* [EXERCISE TASK 1] In the records, transcribe exactly the part that opens with the line containing "[tag] metal lattice" and closes with the line containing "(1097, 345)", both lines included.

* [READING TEXT]
== == ==
CLICK HERE to read profiles of several diocesan councils and commissions.

In teams of five, members of the diocese’s Youth Advisory Council gently guided a plastic Hula Hoop off the floor, using only their index fingers.

Their task sounded easy enough, but both teams had to try several times before successfully lifting the ring above their heads.

“You needed coordination. You needed to be aware of what you are doing and what the members of your team are doing,” Maureen Quinn, diocesan director of religious education and youth/young adult ministry, explained when they were finished.

“Sometimes, it’s easier to look outward at what other people are doing than to look inward,” she noted. “In our role on this council, we need to be doing both.”

The members were on their annual retreat, laying the foundation for future deliberations that will allow them to advise and collaborate with members of the clergy in guiding and governing the Church.

“A lot of young people see Mass as something they’re not interested in,” said Sophia Fennewald, a member of the council. “But I hope that through this council, we can make it known that the Church is a great thing and that God works through the Church to get to us, and going to Mass and participating in being Catholic is a great thing.”

“I think bringing people together to serve in the Church doesn’t just help make our community better, but it helps grow our Catholic Church, which helps to make the world a better place,” said council memember Luke Wolf.

Most on the council were getting their first taste of one of the pillars of the diocesan pastoral plan: co-responsibility.

Co-responsibility is an invitation to share in the mission of the Church. It builds hope and confidence, empowers us to use our gifts and allows us to embrace our responsibilities together.

“When we work as one community of faith, we grow stronger and more united in our witness to Christ,” said Bishop W. Shawn McKnight.

He said co-responsibility is rooted in Sacred Scripture and the teaching of the Second Vatican Council that laypeople are called to active participation in the Church’s mission, which is a part of their call to holiness.

“We receive that call at Baptism and Confirmation,” he noted. “And it’s renewed sacramentally at every celebration of the Eucharist, where the Liturgy of the Mass manifests the diversity of the charisms of the Church.”

Namely, communal worship at Mass calls for different people performing different roles within the Liturgy itself.

“No one person is doing everything,” Bishop McKnight noted. “That’s a sacramental representation of the nature of the Church outside the Sacred Liturgy.”

The Catholic approach is for every baptized person to exercise a role in the mission in the Church — “even though we don’t all have the same roles, positions, functions,” said the bishop.

“So, co-responsibility by definition is that mutual respect for each other and the different roles we play in the Church,” he said.

Gary Wilbers, chairman of the Diocesan Finance Council, said co-responsibility gives everyone a voice.
== == ==
* [EXERCISE TASK 2] Restate word for word the passage of the co-responsibility article that opens with the words containing "Their task sounded" and closes with "they were finished.".

* [RECORDS SUPPLIED]
== == ==
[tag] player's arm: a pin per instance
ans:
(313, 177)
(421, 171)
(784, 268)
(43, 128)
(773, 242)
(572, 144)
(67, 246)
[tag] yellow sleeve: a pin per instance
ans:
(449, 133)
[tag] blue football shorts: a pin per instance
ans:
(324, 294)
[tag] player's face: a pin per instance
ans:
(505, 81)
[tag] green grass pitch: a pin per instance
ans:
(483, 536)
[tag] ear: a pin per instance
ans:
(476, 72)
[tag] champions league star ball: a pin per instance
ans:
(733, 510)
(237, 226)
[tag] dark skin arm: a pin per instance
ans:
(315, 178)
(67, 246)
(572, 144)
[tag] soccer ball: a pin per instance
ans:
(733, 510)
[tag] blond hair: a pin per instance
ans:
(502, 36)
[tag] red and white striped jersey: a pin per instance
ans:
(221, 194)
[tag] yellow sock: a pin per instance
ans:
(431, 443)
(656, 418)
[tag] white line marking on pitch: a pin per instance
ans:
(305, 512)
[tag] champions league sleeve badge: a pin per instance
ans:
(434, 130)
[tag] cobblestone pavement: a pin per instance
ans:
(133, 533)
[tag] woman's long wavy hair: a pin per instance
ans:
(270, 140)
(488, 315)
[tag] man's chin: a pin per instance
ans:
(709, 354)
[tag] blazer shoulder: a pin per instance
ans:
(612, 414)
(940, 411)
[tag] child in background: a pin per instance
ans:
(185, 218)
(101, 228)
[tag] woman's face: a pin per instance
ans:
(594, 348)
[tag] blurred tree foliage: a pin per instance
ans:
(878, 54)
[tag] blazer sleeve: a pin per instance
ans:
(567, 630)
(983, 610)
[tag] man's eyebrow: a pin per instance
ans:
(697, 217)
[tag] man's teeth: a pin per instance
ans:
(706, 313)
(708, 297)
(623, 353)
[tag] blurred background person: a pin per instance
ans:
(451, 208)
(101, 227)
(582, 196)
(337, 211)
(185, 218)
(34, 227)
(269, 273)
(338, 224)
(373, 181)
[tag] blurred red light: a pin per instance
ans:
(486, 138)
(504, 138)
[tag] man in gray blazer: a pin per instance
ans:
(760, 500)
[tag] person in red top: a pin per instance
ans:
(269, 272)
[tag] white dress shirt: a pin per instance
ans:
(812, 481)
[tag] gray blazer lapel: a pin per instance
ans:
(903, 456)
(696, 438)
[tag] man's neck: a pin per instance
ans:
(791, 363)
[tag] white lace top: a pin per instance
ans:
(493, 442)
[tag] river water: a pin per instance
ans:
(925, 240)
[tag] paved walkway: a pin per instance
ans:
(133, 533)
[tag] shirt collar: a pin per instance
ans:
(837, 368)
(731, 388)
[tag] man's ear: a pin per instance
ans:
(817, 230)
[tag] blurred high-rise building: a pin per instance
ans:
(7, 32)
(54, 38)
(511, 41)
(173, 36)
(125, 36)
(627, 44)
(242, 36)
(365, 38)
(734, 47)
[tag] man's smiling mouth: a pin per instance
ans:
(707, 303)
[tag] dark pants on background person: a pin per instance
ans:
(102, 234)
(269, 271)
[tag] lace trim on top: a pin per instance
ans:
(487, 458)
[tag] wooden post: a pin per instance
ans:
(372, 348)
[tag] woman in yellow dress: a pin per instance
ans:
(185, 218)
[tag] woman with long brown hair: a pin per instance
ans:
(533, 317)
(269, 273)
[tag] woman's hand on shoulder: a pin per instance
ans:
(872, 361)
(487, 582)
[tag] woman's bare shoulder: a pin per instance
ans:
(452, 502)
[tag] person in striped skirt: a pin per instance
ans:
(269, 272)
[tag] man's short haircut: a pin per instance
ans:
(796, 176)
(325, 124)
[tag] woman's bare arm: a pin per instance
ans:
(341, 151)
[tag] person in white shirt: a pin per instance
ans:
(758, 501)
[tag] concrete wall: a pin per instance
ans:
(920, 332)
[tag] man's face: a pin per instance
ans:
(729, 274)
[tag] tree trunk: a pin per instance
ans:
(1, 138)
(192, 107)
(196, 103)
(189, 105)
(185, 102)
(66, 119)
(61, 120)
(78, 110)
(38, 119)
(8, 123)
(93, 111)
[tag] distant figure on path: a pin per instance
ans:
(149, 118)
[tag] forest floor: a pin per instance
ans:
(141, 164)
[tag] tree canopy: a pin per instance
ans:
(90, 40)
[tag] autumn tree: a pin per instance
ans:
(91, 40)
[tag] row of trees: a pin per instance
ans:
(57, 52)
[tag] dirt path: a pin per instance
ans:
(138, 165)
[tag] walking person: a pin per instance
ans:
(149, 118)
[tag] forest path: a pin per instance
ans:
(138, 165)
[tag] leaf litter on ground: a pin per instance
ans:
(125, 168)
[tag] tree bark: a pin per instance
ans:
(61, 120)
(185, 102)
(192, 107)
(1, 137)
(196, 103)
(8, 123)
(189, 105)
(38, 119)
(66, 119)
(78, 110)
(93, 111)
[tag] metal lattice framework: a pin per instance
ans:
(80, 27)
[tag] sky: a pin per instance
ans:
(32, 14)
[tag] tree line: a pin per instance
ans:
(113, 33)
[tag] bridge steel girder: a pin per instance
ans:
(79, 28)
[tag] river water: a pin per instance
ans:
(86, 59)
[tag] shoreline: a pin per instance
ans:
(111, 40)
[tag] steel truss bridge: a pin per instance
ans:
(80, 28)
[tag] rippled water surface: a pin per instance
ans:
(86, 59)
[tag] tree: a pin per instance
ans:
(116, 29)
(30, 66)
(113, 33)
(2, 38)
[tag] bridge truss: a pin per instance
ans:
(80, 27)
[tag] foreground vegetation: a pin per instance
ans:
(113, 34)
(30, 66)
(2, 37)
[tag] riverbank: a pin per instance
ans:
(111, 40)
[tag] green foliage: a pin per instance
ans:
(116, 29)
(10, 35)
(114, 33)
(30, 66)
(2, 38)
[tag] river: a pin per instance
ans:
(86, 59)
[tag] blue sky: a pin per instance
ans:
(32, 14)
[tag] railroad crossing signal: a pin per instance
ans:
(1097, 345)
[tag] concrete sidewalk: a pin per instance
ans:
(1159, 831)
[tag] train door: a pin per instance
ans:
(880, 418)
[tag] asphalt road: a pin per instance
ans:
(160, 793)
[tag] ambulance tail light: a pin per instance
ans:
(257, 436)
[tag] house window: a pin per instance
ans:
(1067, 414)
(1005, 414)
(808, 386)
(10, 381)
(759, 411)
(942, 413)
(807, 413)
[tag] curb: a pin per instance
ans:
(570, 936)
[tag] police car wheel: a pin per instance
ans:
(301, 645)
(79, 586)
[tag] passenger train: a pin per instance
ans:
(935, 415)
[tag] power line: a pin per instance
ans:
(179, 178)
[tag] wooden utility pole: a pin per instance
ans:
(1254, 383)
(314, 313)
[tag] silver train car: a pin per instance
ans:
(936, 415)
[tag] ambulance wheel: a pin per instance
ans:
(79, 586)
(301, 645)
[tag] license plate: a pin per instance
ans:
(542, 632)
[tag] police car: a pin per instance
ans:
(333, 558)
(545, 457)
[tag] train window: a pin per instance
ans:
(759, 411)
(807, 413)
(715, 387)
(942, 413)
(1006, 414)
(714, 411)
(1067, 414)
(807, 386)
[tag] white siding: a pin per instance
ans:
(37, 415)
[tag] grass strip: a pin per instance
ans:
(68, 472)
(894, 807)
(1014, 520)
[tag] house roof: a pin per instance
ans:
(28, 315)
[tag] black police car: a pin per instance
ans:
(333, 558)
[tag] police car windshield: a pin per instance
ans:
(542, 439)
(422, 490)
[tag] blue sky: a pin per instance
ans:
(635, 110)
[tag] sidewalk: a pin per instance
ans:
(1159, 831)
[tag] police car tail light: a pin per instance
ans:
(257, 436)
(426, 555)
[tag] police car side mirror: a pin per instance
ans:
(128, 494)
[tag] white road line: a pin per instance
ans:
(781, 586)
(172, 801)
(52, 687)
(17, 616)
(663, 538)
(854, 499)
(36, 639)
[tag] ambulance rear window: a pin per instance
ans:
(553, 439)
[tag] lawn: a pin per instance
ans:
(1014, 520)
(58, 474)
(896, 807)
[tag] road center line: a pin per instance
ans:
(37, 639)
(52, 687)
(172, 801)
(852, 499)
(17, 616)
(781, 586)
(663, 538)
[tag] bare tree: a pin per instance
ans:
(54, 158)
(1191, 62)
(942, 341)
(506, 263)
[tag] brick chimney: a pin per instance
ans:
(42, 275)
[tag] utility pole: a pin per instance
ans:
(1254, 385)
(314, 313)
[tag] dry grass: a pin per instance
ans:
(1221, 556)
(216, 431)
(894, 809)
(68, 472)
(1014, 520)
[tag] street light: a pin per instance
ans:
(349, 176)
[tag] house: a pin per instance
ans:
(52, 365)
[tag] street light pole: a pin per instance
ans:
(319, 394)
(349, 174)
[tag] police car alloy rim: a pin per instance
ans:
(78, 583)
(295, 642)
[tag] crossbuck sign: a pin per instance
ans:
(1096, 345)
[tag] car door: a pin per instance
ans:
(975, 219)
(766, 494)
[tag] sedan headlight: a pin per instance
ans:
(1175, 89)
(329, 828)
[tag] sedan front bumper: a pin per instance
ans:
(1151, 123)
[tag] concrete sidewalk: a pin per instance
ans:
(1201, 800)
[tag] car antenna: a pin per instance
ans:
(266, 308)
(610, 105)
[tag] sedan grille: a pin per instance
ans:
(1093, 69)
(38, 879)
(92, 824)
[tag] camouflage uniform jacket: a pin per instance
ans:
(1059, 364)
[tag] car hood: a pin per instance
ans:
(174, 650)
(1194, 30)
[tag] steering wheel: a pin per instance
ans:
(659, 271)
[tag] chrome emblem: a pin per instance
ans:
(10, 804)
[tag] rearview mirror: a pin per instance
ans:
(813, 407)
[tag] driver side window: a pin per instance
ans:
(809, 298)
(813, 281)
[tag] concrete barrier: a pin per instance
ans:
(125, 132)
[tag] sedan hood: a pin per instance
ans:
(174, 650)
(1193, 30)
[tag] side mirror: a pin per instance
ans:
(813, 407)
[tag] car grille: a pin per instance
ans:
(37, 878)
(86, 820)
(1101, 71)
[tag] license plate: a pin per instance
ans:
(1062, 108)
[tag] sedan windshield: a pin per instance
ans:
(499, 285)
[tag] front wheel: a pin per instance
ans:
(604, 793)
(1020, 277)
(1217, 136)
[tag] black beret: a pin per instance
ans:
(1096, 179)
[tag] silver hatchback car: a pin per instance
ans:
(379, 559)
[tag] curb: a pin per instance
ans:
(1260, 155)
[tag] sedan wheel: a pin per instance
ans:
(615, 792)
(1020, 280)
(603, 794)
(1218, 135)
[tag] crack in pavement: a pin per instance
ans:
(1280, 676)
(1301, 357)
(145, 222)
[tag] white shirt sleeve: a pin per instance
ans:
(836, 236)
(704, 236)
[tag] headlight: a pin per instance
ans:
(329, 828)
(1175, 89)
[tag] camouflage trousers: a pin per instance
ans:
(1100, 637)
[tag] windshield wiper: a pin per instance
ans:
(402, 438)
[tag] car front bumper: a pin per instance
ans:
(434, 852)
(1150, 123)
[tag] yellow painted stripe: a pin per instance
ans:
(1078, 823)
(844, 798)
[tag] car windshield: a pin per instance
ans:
== == ==
* [COMPLETE RESPONSE 1]
[tag] metal lattice framework: a pin per instance
ans:
(80, 27)
[tag] sky: a pin per instance
ans:
(32, 14)
[tag] tree line: a pin per instance
ans:
(113, 33)
[tag] bridge steel girder: a pin per instance
ans:
(79, 28)
[tag] river water: a pin per instance
ans:
(86, 59)
[tag] shoreline: a pin per instance
ans:
(111, 40)
[tag] steel truss bridge: a pin per instance
ans:
(80, 28)
[tag] rippled water surface: a pin per instance
ans:
(86, 59)
[tag] tree: a pin per instance
ans:
(116, 29)
(30, 66)
(113, 33)
(2, 38)
[tag] bridge truss: a pin per instance
ans:
(80, 27)
[tag] foreground vegetation: a pin per instance
ans:
(113, 34)
(30, 66)
(2, 37)
[tag] riverbank: a pin per instance
ans:
(111, 40)
[tag] green foliage: a pin per instance
ans:
(116, 29)
(10, 35)
(114, 33)
(30, 66)
(2, 38)
[tag] river: a pin per instance
ans:
(86, 59)
[tag] blue sky: a pin per instance
ans:
(32, 14)
[tag] railroad crossing signal: a pin per instance
ans:
(1097, 345)

* [COMPLETE RESPONSE 2]
Their task sounded easy enough, but both teams had to try several times before successfully lifting the ring above their heads.

“You needed coordination. You needed to be aware of what you are doing and what the members of your team are doing,” Maureen Quinn, diocesan director of religious education and youth/young adult ministry, explained when they were finished.